═══ Excerpt provided ═══

Do dynamic libraries break C++ standard? - c++

The C++ standard 3.6.3 states
Destructors for initialized objects of static duration are called as a result of returning from main and as a result of calling exit
On windows you have FreeLibrary and linux you have dlclose to unload a dynamically linked library. And you can call these functions before returning from main.
A side effect of unloading a shared library is that all destructors for static objects defined in the library are run.
Does this mean it violates the C++ standard as these destructors have been run prematurely ?

It's a meaningless question. The C++ standard doesn't say what dlclose does or should do.
If the standard were to include a specification for dlclose, it would certainly point out that dlclose is an exception to 3.6.3. So then 3.6.3 wouldn't be violated because it would be a documented exception. But we can't know that, since it doesn't cover it.
What effect dlclose has on the guarantees in the C++ standard is simply outside the scope of that standard. Nothing dlclose can do can violate the C++ standard because the standard says nothing about it.
(If this were to happen without the program doing anything specific to invoke it, then you would have a reasonable argument that the standard is being violated.)

Parapura, it may be helpful to keep in mind that the C++ standard is a language definition that imposes constraints on how the compiler converts source code into object code.
The standard does not impose constraints on the operating system, hardware, or anything else.
If a user powers off his machine, is that a violation of the C++ standard? Of course not. Does the standard need to say "unless the user powers off the device" as an "exception" to every rule? That would be silly.
Similarly, if an operating system kills a process or forces the freeing of some system resources, or even allows a third party program to clobber your data structures -- this is not a violation of the C++ standard. It may well be a bug in the OS, but the C++ language definition remains intact.
The standard is only binding on compilers, and forces the resulting executable code to have certain properties. Nevertheless, it does not bind runtime behavior, which is why we spend so much time on exception handling.

═══ Entries provided ═══

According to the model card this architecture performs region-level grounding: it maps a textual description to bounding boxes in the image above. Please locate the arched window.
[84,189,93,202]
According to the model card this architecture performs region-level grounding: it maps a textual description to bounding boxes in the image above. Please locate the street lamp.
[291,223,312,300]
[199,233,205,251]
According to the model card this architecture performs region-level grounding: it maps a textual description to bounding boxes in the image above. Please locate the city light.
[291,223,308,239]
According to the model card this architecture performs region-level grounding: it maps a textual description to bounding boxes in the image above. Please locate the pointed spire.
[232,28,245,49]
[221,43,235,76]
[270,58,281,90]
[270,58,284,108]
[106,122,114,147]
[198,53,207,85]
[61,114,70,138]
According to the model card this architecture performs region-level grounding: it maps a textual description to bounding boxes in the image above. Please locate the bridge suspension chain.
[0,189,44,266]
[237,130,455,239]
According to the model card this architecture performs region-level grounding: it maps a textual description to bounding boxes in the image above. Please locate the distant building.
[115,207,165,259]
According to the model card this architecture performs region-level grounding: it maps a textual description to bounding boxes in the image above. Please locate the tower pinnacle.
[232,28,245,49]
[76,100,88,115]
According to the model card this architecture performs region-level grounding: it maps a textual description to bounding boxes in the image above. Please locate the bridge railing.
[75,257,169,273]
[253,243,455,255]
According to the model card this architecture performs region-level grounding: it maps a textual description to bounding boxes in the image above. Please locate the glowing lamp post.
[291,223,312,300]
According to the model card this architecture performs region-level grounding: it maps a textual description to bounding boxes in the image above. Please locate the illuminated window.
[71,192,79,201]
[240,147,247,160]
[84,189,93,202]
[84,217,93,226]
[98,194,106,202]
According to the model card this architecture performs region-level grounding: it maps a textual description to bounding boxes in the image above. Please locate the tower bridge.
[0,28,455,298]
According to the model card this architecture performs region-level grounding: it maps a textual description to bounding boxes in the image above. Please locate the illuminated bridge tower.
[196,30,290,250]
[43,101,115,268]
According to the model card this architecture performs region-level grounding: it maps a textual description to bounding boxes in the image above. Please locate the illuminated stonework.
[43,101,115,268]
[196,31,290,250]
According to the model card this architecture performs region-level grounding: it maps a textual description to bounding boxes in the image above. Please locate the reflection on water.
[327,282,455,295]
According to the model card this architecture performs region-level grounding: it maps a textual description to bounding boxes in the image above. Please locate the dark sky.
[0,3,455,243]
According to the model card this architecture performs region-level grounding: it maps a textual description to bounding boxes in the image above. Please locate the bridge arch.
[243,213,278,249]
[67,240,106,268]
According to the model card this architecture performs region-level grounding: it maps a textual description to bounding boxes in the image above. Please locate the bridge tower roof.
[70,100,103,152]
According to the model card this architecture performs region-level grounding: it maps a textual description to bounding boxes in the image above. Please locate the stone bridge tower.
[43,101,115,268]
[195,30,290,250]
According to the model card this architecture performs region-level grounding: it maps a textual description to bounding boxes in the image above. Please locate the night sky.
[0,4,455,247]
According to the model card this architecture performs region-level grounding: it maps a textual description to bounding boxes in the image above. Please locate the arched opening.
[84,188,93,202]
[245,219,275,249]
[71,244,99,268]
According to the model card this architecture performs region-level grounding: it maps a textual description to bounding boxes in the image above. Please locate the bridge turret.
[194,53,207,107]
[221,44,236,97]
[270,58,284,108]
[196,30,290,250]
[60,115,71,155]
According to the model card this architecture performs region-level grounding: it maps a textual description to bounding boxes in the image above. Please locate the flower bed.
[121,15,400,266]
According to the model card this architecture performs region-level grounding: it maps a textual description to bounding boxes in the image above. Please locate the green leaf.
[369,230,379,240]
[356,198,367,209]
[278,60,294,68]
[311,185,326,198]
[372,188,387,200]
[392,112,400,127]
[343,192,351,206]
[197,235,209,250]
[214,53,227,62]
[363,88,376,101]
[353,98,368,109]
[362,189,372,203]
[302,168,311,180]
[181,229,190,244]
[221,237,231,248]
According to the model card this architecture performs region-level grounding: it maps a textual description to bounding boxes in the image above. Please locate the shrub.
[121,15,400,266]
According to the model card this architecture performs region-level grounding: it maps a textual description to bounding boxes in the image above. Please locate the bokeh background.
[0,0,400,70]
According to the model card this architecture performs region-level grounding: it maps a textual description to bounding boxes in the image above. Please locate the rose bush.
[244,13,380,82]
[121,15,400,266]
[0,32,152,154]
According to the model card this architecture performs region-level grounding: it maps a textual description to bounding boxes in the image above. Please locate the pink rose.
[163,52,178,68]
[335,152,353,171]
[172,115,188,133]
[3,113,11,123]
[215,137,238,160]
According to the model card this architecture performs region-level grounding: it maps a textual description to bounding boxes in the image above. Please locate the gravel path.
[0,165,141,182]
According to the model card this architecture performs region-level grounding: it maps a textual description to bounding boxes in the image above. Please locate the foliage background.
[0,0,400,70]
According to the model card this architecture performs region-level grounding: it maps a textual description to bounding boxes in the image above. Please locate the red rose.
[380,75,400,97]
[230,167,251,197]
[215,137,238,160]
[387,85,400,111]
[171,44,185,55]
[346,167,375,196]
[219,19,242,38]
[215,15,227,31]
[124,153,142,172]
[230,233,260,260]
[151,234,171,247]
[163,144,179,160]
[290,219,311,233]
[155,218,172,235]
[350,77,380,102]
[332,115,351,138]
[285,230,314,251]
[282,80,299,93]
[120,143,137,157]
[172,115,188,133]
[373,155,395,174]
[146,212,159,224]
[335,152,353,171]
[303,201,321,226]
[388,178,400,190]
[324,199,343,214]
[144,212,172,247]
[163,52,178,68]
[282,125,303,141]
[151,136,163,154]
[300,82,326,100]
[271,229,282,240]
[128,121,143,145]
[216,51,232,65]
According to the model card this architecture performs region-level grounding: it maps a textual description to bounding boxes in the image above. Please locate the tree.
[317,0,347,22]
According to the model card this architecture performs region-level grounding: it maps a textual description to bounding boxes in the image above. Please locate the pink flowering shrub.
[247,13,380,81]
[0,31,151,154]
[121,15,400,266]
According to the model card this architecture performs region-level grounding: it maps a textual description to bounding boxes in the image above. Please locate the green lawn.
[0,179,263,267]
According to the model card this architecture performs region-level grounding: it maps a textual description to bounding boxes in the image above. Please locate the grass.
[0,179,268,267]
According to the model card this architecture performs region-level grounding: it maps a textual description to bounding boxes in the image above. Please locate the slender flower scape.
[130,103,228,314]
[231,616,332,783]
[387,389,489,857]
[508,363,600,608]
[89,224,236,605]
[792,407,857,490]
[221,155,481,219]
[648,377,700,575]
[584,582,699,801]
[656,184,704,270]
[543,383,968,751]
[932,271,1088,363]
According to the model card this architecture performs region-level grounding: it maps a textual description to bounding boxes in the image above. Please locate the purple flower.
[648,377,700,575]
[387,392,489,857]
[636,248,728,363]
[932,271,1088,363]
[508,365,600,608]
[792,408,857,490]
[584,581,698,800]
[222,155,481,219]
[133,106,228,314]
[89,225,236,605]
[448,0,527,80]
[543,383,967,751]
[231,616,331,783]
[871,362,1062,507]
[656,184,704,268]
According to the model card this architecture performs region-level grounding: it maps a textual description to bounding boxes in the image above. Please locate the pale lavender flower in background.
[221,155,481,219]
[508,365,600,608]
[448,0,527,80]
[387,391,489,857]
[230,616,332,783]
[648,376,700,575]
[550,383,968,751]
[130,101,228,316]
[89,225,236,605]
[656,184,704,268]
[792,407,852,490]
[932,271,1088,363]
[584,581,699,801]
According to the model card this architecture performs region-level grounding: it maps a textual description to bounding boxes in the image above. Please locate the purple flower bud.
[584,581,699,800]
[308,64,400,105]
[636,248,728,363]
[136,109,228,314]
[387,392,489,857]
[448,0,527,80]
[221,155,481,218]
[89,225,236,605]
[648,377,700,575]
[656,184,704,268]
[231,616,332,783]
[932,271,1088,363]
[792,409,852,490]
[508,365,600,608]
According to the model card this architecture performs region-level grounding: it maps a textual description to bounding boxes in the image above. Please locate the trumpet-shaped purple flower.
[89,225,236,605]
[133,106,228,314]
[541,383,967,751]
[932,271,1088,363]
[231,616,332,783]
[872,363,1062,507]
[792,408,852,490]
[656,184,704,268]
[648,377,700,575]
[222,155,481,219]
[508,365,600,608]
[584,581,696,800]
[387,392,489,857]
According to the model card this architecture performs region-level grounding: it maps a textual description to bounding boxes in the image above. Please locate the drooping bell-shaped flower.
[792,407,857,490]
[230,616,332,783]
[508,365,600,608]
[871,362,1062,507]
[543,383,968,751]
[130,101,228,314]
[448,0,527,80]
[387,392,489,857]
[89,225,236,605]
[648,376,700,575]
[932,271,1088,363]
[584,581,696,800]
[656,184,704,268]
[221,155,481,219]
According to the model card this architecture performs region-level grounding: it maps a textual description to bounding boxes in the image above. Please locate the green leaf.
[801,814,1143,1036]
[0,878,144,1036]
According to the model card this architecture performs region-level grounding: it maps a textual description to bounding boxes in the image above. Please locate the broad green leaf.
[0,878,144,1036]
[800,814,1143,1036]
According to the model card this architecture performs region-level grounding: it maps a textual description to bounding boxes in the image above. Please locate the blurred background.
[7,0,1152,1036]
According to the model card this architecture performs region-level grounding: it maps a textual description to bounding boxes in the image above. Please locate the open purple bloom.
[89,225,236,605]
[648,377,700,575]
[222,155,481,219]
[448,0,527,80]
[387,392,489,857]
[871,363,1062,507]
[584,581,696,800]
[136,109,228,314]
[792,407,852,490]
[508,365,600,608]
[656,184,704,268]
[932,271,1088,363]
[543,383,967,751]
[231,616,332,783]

═══

■ Short task 1 ■
Answer these questions from the thread on dynamic libraries and the C++ standard:
(a) Which section of the C++ standard does the original question quote?
(b) Which function unloads a dynamically linked library on Windows?
(c) According to the last reply, on what is the standard only binding?
■ Short task 2 ■
In the thread on dynamic libraries and the C++ standard, shorten the paragraph beginning "If the standard were to include a specification for dlclose" and keep its main points.
■ Short task 3 ■
Proceed with the thread on dynamic libraries and the C++ standard, picking up after its final sentence.

■ Result 1 ■
(a) 3.6.3
(b) FreeLibrary
(c) Compilers

■ Result 2 ■
If the standard specified dlclose, it would surely list it as a documented exception to 3.6.3, so 3.6.3 would not be violated. Because the standard does not cover dlclose, this cannot be known.

■ Result 3 ■
I'm taking this to be a bit of an open-ended question.
I'd say it's like this: The standard only defines what a program is. And a program (a "hosted" one, I should add) is a collection of compiled and linked translation units that has a unique main entry point.
A shared library has no such thing, so it doesn't even constitute a "program" in the sense of the standard. It's just a bunch of linked executable code without any sort of "flow". If you use load-time linking, the library becomes part of the program, and all is as expected. But if you use runtime linking, the situation is different.
Therefore, you may like to view it like this: global variables in the runtime-linked shared object are essentially dynamic objects which are constructed by the dynamic loader, and which are destroyed when the library is unloaded. The fact that those objects are declared like global objects doesn't change that, since the objects aren't part of a "program" at that point.

They are only run prematurely if you go to great effort to do so - the default behavior is standard conforming.

If it does violate the standard, who is the violator? The C++ compiler cannot be considered the violator (since things are being loaded dynamically via a library call); thus it must the the vendor of the dynamic loading functionality, aka the OS vendor. Are OS vendors bound by the C++ standard when designing their systems? That definitely seems to be outside of the scope of the standard.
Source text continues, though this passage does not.